What the exercise asks: Work out how many lines of the listing hold the string "point", then answer with that number and nothing else.

Materials provided:
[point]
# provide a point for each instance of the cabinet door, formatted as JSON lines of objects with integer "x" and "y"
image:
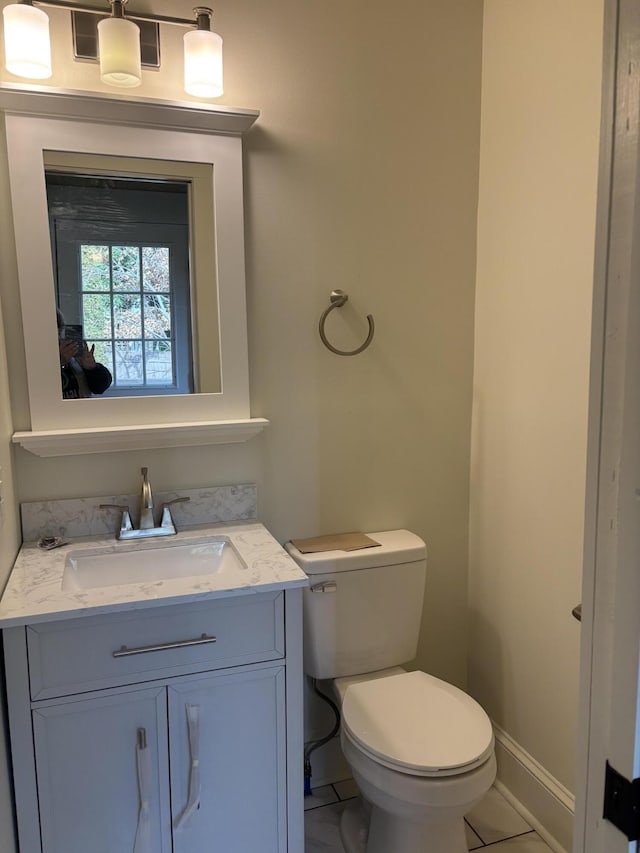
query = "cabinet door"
{"x": 88, "y": 752}
{"x": 238, "y": 718}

Response to this task: 2